◆ **EXERCISE SET**
1. In the forum thread about wished-for phone apps, which two phone brands does goldbunny mention for a chess game that works across platforms?
2. Copy out the phone-app thread from "# What phone" to "you find  useful/fun?".
3. Extend the forum thread about wished-for phone apps, picking up right after its final line.

◆ **SOURCE EXTRACT**
# What phone app would you love to have that doesn't exist?



## suedulux (May 27, 2006)

Hi ya 
There's  so many apps available , but I'm sure  there are  some that are not available yet . 
What  would you find  useful/fun?

luv  sue


----------



## Anthony Reid (Jan 1, 2002)

I have three on the go at the moment (as and when I get to them) , for both android and ios - however its just me experimenting in preparation for an FF app


----------



## goldbunny (Mar 26, 2012)

i'd like a good, free, chess game that works across all phone platforms so you could play say between a nokia and a samsung phone. 

and a shopping list app that actually phones you up/has an alarm when you walk past the shop with the thing in that's on the list, so you remember to get it. like a message 'you are at tesco - do you still want cat food?'


----------



## goldbunny (Mar 26, 2012)

and a car parking app that will tell me when i have 10 min left on the car, and then 5 min left, and also tell me where i left it.


----------



## suedulux (May 27, 2006)

◆ **SUPPLIED MATERIAL**
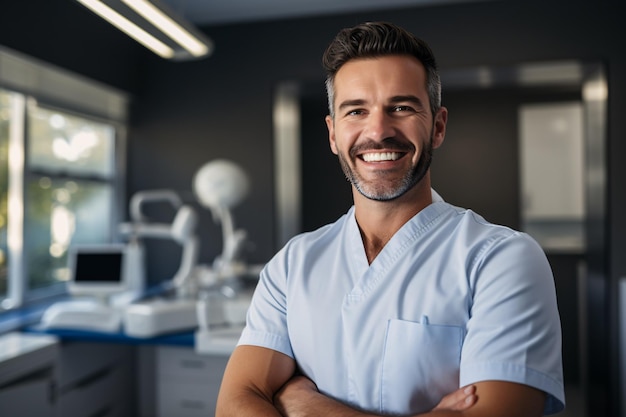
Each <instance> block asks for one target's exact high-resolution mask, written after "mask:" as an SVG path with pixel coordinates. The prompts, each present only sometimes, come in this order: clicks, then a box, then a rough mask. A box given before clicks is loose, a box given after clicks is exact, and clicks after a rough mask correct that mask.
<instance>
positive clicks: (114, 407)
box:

◆ **ANSWER SET**
1. Nokia and Samsung.

2.
# What phone app would you love to have that doesn't exist?



## suedulux (May 27, 2006)

Hi ya 
There's  so many apps available , but I'm sure  there are  some that are not available yet . 
What  would you find  useful/fun?

3.
Ta  Goldbunny 
those  sound interesting . if ya mention this to  anyone else would ya let me know if they have any requests ?

luv  sue


----------



## b&amp;l (Oct 8, 2009)

one to do the washing up, change the beds, do the ironing and all the tasks that are vile in life


----------



## Chloe l (Apr 19, 2012)

I would love a fertility friends app ! Is this something your currently looking into ?


----------



## Anthony Reid (Jan 1, 2002)

Chloe l said:


> I would love a fertility friends app ! Is this something your currently looking into ?


Better support for mobile platforms is something that I and a few others are working on.

We are looking to support,ios(iphone/ipad), Android, Windows Phone 7/8, Blackberry 10, Palm, Kindle & Nook.

Its still a while off before we launch anything final - but I think beta testing will be happening in a couple of months 

@suedulux - I didn't want to hijack your thread, sorry 

Have you been working on anything? I'm intrigued


----------



## goldbunny (Mar 26, 2012)

what about webOS? (HP ipadthing)


----------



## Anthony Reid (Jan 1, 2002)

goldbunny said:


> what about webOS? (HP ipadthing)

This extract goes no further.